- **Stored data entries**
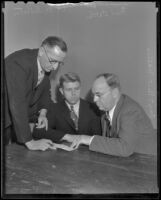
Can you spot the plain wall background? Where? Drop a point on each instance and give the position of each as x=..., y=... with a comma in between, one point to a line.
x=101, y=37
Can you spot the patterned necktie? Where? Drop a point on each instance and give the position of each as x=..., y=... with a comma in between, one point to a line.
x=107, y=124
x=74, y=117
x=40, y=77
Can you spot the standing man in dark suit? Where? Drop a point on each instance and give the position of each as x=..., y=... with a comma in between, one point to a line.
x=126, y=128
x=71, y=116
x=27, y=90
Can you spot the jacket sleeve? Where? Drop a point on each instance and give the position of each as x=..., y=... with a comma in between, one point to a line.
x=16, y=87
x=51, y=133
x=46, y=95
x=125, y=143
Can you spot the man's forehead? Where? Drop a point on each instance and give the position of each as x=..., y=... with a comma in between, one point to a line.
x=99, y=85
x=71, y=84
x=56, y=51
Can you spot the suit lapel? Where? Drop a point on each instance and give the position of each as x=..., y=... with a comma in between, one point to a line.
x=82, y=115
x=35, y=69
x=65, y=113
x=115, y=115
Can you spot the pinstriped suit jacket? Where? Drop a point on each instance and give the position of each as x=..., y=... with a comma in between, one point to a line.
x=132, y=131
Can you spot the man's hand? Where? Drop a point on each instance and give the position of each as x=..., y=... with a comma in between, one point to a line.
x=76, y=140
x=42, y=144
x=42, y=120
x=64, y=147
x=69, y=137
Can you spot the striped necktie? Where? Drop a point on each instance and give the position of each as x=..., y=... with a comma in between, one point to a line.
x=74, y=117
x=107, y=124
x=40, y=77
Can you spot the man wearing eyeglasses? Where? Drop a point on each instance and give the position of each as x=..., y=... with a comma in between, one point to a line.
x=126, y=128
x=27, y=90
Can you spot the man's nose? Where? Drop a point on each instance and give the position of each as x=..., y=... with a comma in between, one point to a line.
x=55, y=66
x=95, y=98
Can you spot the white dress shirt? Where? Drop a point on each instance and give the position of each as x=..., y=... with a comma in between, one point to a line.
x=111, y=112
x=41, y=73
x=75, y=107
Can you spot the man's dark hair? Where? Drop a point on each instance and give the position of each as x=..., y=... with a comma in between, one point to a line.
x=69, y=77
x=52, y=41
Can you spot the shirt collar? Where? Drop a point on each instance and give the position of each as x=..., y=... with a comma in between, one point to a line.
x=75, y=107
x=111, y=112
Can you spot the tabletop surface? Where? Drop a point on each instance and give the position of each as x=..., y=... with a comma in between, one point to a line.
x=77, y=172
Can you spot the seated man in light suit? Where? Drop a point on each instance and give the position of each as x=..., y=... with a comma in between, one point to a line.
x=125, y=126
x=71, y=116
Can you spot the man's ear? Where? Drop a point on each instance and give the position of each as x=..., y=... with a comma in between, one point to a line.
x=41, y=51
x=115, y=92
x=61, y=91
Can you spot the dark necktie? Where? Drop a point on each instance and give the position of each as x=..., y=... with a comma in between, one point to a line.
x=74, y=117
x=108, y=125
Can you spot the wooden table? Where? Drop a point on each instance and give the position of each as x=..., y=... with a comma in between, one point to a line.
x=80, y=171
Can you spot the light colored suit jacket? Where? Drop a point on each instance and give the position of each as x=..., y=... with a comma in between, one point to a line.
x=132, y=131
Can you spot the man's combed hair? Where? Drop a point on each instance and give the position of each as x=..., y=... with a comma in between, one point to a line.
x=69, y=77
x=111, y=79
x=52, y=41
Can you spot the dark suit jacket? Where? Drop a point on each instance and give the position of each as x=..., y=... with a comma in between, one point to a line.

- **TASK BRIEF**
Above are records with pictures; repeat the records exactly and leave the pictures out.

- **ANSWER TO THE PROBLEM**
Can you spot the plain wall background? Where? Drop a point on each instance and give the position of each as x=..., y=... with a comma in between, one point to a line.
x=101, y=37
Can you spot the patterned necktie? Where? Drop a point on each instance and give the position of each as x=..., y=... with a comma in between, one point to a line.
x=107, y=124
x=74, y=117
x=40, y=77
Can you spot the standing man in dark suit? Where? Drop a point on each instance and give the position of each as x=..., y=... with a comma in between, one point to a line.
x=126, y=128
x=71, y=116
x=27, y=90
Can you spot the jacket sleeve? Where? Drop a point on each instance and give the position of each as x=..., y=... with a comma in between, one point to a line.
x=16, y=87
x=51, y=133
x=46, y=95
x=125, y=143
Can you spot the man's forehead? Where? Drop a point on each instance and give the position of each as x=..., y=... with a comma in between, one point to a line.
x=99, y=85
x=71, y=84
x=56, y=51
Can you spot the suit lapel? Where? Drop a point on each instance and give the position of each as x=..., y=... with a comma in between, one point to a line.
x=82, y=115
x=35, y=69
x=65, y=113
x=115, y=115
Can you spot the pinstriped suit jacket? Where? Drop a point on each instance and give the position of each as x=..., y=... with a comma in between, one point to a line.
x=132, y=131
Can you spot the man's hand? Where? Drop a point on each instance and give the position of each as x=..., y=... with a comma in between, one point to a line.
x=76, y=140
x=42, y=144
x=42, y=120
x=64, y=147
x=69, y=137
Can you spot the striped necktie? Where? Drop a point on each instance and give the position of each as x=..., y=... with a comma in between, one point to a line.
x=74, y=117
x=107, y=124
x=40, y=77
Can you spot the man wearing eyeglasses? Where? Drop a point on each instance and give the position of each as x=..., y=... with a comma in between, one point to a line.
x=126, y=128
x=27, y=90
Can you spot the man's nose? Where? Drop a point on each instance and give the position of each as x=..., y=... with a comma in between, one point to a line.
x=55, y=66
x=95, y=98
Can you spot the white dress shirt? Where? Drop a point on each instance and give the position of each as x=..., y=... with a comma in between, one point to a line.
x=111, y=112
x=41, y=73
x=75, y=107
Can you spot the man's dark hair? Where? Drop a point on each instance and give the position of each as x=..., y=... with a comma in between, one point to a line.
x=69, y=77
x=52, y=41
Can you spot the shirt collar? Where? Drop a point on each instance and give the position of each as x=..., y=... with a comma in between, one point to a line.
x=75, y=107
x=111, y=112
Can you spot the tabletop surface? Where? Drop a point on each instance and give the position of each as x=..., y=... with a comma in between, one point to a line.
x=77, y=172
Can you spot the seated man in light suit? Where? Drop a point on each instance and give the position of each as x=..., y=... with a comma in between, one point to a line.
x=125, y=126
x=71, y=116
Can you spot the man's ear? Where? Drop a point on each instance and give the position of each as x=..., y=... with a comma in between, one point to a line.
x=41, y=51
x=115, y=92
x=61, y=91
Can you spot the dark necktie? Where? Drop a point on each instance and give the position of each as x=..., y=... with a comma in between, one point to a line.
x=74, y=117
x=108, y=125
Can you spot the wooden table? Where? Drop a point on each instance and give the position of each as x=..., y=... with a comma in between, one point to a line.
x=80, y=171
Can you spot the light colored suit jacket? Where? Drop a point on each instance and give the position of each as x=..., y=... with a comma in between, one point to a line.
x=132, y=131
Can you spot the man's combed hair? Where? Drop a point on each instance and give the position of each as x=..., y=... with a comma in between, one point to a line.
x=69, y=77
x=111, y=79
x=52, y=41
Can you spot the dark suit jacket? Where? Drop a point on each instance and give the position of each as x=..., y=... with a comma in between, one point to a line.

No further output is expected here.